Extracted text:
———

View Full Version : Phender Pro install

09-16-2013, 12:37 PM
This summer, I finally installed the phender pro clips I bought last Christmas.

I really like the clips - they are very easy to plug in and remove, and they have a positive lock so they can never fall out. Plus the fender are always at the right height because you never undo them from the clip. Even young kids, or guests with no boating experience, can now have the responsability of putting the fenders out when docking because the clips are that easy. As a driver and owner, that makes me happy.


I had bought three clips per side, and ended up only installing two per side. When laying out the fenders before drilling, I decided that the third fender really needed to be at the tower. Rather than installing a receiver there, I thought it would be easier and better to tie the third one around the tower. So I put a gated hook on the center fender line so I can loop the line around the tower and hook it onto itself.... Believe me, its easier to do than to describe.

These directions worked for me - your mileage may vary

Tools required
- loctite (I used blue)
- 3/8" allen key or allen socket.
- 1-1/2" socket (optional). This is the same size as a socket for a 2" trailer ball, so you may already have one. However, you do not need the socket as I could get it tight enough by hand and you really don't want to overtighten these.
- drill with 1" drill bit. The typical Home Depot spade bit is fine. I bought a new bit and it was fine for the four holes - no chipping.
- one extra person is handy when threading the nuts on.

Mechanical difficulty: 4/10
Fear factor of drilling 4 big holes in your boat: 11/10

(10 minutes) First, figure out where they go. Consider the following factors:
a) each fender should be in the right location to fend off the boat. With a few minutes of experimentation, this meant somewhere around the rear cleat, and somewhere near the front of the windshield on my boat.
b) once you figure out where they should be so the fenders can do their job, then make sure you can easily install them in those locations. The rear ones were simple on my boat, because I put them 4" behind the existing cleats. These were easily accessible from the compartments on either side of the V drive engine. The front ones need to go near the front of the windshield. The spotter side was easy to get at by flipping up the seat. The driver's side had a small access hole high up above the driver's knee. Make sure you're not drilling into wires/cables/ structural pieces. Be particularly careful on the driver's side. Consider putting something in to protect the cables there.

———

Work to be completed:
Copy the fender clip post word for word between "I had bought" and "to overtighten these.", inclusive. Rely solely on the fender clip post above.

———

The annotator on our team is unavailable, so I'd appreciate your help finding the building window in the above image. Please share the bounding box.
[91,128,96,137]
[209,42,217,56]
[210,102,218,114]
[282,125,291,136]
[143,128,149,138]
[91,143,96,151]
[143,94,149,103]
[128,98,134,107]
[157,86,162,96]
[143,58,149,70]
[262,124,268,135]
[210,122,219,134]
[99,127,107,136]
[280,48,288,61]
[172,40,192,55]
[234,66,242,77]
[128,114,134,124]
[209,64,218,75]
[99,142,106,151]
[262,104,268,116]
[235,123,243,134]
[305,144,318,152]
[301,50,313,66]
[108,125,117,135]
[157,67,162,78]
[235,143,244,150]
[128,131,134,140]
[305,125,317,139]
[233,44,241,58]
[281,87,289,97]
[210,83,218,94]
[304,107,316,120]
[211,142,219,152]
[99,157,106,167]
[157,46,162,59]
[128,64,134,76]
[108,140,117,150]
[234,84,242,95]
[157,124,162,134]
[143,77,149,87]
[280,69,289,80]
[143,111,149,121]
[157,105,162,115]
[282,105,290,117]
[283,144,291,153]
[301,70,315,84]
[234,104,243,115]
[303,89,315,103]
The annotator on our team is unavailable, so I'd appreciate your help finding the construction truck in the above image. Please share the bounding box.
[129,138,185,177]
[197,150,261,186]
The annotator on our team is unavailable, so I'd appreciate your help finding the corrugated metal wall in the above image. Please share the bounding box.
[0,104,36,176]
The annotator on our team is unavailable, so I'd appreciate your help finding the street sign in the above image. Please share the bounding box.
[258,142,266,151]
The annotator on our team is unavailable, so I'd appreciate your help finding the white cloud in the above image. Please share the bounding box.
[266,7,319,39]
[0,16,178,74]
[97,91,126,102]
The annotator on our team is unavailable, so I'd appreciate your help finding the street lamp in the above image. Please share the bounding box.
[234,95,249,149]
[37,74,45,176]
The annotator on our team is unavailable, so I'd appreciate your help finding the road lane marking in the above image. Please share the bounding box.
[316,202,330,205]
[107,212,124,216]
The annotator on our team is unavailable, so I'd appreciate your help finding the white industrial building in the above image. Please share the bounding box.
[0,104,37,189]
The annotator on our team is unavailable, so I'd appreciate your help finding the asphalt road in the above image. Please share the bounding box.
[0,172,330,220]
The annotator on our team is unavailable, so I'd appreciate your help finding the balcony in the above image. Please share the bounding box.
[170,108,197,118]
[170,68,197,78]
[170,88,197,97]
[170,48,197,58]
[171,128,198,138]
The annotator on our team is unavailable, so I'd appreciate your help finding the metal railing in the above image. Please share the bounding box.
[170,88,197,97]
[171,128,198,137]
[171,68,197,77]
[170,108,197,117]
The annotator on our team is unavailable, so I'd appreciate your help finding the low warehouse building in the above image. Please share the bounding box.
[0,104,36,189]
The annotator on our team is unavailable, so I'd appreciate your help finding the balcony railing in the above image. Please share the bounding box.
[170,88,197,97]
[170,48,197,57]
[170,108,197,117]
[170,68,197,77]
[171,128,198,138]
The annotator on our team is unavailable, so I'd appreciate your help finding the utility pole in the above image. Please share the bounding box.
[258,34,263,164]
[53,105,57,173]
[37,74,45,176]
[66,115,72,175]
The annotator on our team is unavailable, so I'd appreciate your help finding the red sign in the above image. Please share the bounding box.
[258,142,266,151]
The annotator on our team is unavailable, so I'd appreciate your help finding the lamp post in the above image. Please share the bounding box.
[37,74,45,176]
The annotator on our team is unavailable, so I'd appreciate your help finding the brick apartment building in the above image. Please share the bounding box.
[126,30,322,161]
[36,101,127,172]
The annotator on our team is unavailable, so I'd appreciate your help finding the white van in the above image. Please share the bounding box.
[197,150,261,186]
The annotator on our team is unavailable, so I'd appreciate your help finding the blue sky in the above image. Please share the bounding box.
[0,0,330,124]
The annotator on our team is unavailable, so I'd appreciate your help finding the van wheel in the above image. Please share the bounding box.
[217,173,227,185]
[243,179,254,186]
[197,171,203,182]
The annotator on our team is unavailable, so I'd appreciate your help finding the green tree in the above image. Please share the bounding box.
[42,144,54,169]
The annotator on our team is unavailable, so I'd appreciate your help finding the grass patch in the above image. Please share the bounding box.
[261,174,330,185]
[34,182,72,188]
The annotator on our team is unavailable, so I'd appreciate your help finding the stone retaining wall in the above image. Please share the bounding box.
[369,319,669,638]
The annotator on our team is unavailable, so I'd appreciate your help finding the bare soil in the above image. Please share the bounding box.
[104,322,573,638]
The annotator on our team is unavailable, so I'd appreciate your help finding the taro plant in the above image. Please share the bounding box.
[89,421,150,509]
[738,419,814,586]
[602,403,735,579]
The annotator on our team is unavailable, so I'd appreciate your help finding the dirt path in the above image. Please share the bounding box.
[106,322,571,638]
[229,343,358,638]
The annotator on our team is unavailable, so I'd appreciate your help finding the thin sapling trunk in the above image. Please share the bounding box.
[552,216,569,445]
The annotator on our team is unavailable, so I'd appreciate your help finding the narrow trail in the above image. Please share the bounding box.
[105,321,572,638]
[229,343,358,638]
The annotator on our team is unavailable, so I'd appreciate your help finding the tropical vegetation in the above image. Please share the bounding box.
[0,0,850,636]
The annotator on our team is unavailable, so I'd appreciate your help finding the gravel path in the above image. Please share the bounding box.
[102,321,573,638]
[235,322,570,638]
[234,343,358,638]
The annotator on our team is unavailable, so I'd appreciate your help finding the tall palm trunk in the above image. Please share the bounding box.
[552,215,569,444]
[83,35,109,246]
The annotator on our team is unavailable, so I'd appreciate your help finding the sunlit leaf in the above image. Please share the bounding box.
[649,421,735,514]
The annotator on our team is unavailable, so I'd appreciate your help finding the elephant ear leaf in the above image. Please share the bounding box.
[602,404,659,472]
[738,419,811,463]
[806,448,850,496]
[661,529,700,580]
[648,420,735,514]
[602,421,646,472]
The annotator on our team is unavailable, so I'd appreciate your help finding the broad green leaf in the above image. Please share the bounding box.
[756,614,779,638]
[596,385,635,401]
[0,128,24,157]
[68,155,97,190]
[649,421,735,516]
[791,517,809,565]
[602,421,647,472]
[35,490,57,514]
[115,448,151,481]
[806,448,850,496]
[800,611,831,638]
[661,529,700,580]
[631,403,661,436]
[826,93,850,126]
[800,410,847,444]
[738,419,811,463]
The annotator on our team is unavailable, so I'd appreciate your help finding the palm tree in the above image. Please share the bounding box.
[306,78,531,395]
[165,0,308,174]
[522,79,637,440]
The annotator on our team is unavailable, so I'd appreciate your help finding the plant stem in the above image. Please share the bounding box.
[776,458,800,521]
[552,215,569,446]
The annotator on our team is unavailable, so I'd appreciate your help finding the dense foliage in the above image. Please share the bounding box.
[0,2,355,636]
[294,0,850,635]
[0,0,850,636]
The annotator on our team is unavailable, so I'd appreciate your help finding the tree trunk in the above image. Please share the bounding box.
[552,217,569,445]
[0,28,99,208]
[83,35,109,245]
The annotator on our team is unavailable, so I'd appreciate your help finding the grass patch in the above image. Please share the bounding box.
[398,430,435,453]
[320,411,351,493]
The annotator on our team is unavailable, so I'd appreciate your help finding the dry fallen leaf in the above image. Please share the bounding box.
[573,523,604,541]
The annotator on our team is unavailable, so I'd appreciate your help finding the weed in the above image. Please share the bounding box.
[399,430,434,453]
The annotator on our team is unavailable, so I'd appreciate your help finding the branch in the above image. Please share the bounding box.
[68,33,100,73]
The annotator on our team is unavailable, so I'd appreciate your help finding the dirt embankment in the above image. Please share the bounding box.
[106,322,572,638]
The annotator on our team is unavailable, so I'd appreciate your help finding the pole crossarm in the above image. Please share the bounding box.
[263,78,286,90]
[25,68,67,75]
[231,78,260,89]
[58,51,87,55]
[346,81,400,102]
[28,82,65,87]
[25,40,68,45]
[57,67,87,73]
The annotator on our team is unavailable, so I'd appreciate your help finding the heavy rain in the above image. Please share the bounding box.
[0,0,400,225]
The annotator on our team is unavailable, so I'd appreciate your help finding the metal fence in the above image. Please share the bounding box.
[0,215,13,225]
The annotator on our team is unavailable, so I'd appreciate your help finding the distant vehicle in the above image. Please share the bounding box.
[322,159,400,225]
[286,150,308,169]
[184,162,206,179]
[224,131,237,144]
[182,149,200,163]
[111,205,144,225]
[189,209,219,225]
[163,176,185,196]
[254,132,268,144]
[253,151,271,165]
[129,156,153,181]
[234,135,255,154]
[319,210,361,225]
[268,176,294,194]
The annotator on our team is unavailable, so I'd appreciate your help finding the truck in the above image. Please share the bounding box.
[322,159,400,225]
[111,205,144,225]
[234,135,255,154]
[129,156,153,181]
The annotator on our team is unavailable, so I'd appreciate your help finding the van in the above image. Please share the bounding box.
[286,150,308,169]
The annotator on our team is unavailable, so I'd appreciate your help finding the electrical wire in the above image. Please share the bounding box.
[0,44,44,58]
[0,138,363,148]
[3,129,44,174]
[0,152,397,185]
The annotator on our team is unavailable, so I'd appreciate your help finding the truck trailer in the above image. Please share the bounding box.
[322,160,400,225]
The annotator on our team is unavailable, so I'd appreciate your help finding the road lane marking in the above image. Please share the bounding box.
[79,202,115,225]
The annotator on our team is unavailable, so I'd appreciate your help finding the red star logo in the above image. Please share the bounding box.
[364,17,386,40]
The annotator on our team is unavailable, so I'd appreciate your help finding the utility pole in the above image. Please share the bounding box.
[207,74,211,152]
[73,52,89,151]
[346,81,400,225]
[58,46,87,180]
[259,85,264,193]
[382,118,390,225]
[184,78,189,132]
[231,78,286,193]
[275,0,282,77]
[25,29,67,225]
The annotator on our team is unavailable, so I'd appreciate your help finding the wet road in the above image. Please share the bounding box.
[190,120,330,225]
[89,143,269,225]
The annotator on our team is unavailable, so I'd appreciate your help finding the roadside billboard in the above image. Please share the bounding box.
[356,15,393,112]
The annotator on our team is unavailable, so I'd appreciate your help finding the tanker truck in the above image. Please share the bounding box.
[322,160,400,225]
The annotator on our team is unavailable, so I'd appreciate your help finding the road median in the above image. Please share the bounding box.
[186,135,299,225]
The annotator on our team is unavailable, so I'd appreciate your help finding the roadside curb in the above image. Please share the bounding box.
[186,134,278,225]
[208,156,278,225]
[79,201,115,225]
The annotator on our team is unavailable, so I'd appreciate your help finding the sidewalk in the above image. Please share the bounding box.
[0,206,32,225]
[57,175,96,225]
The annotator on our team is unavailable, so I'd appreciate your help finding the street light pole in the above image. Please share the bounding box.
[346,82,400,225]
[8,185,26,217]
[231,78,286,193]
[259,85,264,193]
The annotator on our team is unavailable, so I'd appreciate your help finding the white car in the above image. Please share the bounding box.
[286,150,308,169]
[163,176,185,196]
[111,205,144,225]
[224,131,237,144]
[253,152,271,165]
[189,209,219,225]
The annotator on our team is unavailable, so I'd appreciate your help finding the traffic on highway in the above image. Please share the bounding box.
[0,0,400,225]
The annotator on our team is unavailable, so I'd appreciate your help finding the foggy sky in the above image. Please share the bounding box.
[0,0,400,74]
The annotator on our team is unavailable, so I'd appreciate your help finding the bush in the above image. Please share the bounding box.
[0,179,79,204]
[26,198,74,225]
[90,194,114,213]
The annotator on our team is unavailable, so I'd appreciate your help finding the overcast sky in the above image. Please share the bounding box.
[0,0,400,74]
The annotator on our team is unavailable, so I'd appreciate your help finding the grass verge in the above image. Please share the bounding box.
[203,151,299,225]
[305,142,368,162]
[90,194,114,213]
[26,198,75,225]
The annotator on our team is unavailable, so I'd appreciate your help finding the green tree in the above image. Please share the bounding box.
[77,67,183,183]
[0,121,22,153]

———

Reply to the exercise:
I had bought three clips per side, and ended up only installing two per side. When laying out the fenders before drilling, I decided that the third fender really needed to be at the tower. Rather than installing a receiver there, I thought it would be easier and better to tie the third one around the tower. So I put a gated hook on the center fender line so I can loop the line around the tower and hook it onto itself.... Believe me, its easier to do than to describe.

These directions worked for me - your mileage may vary

Tools required
- loctite (I used blue)
- 3/8" allen key or allen socket.
- 1-1/2" socket (optional). This is the same size as a socket for a 2" trailer ball, so you may already have one. However, you do not need the socket as I could get it tight enough by hand and you really don't want to overtighten these.